▸ Raw data
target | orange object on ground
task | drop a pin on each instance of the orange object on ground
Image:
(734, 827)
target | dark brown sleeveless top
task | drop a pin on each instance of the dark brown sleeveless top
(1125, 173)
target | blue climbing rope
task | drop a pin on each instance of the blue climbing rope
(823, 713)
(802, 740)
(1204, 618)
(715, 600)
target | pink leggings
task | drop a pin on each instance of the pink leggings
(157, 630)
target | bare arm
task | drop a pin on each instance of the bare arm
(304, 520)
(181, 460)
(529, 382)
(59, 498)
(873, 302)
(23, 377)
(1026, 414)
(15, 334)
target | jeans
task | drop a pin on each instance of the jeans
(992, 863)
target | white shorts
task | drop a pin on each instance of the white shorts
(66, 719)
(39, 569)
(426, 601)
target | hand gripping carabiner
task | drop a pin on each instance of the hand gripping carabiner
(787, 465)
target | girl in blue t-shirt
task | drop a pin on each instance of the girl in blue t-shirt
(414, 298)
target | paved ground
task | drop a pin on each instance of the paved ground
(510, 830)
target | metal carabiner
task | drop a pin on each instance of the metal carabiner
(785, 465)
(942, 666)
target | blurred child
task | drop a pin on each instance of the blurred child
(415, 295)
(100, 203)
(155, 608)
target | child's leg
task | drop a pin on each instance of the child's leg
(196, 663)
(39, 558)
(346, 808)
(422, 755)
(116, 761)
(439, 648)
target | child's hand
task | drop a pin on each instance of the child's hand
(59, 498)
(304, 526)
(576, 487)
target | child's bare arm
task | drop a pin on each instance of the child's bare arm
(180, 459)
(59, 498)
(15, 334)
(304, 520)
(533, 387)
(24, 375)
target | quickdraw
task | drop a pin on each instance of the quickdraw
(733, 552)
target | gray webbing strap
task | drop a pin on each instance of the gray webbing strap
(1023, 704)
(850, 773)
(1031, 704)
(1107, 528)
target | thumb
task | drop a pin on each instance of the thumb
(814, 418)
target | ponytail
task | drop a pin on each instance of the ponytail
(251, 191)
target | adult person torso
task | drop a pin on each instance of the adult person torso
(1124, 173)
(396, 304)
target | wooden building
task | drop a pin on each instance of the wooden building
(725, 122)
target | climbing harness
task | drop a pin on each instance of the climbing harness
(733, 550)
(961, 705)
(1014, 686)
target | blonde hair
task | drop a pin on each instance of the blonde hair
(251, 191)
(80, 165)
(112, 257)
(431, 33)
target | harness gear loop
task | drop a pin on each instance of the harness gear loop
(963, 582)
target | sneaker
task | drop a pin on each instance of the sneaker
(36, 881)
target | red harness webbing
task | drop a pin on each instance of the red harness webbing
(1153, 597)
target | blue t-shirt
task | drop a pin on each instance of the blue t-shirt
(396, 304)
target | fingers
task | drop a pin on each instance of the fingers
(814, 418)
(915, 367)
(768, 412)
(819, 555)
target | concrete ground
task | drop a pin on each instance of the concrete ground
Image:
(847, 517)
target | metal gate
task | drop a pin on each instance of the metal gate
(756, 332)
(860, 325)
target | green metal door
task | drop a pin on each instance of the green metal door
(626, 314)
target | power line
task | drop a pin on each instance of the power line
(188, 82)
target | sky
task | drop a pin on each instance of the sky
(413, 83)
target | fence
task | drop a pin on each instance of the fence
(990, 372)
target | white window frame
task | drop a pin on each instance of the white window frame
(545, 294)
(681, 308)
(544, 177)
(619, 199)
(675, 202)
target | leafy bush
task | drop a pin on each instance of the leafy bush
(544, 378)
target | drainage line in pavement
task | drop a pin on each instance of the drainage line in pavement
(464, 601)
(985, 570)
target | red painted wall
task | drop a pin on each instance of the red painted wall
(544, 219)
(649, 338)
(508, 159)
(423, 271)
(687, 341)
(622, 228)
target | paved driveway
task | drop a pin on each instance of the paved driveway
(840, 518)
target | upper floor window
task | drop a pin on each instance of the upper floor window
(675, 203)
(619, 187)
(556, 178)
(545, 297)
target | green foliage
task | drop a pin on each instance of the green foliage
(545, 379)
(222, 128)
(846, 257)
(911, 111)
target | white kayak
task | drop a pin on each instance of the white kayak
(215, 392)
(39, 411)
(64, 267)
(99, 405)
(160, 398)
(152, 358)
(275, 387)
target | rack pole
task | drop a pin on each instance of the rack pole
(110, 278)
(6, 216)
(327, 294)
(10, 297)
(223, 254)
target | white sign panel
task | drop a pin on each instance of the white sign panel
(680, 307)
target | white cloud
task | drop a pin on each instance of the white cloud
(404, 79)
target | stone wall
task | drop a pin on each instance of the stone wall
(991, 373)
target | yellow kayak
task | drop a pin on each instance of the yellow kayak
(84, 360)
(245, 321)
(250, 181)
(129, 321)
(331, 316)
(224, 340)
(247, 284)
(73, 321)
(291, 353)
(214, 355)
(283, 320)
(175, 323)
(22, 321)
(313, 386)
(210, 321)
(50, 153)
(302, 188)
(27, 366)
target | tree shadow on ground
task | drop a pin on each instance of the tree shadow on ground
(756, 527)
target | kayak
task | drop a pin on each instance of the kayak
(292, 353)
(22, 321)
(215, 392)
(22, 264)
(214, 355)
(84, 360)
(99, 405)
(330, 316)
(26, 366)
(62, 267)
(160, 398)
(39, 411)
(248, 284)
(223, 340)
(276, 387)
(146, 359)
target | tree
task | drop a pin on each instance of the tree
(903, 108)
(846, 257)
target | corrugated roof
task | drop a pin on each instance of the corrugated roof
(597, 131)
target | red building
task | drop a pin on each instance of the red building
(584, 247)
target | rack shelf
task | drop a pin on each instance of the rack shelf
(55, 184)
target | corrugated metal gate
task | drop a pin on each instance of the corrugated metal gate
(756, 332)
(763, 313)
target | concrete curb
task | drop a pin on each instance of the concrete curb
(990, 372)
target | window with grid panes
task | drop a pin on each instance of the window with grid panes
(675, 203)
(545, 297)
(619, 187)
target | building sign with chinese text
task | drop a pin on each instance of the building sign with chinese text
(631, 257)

▸ Activity
Look above for the line with "the green foliage"; retype exactly that line, every line after it up to the line with "target | yellow kayak", and that line too, nothing else.

▸ Answer box
task | drop a pin on each instance of the green foliage
(545, 379)
(222, 128)
(846, 257)
(911, 111)
target | white kayak
task | drop a pin on each instance of the white kayak
(215, 392)
(39, 411)
(64, 267)
(99, 405)
(160, 398)
(152, 358)
(275, 387)
target | rack pole
task | drop a pin on each instance of the rack pole
(110, 278)
(6, 216)
(327, 294)
(10, 297)
(223, 254)
target | white sign panel
task | drop a pin on each instance of the white sign panel
(680, 307)
target | white cloud
task | drop a pin on each instance of the white cloud
(404, 79)
target | stone wall
task | drop a pin on each instance of the stone wall
(991, 373)
target | yellow kayak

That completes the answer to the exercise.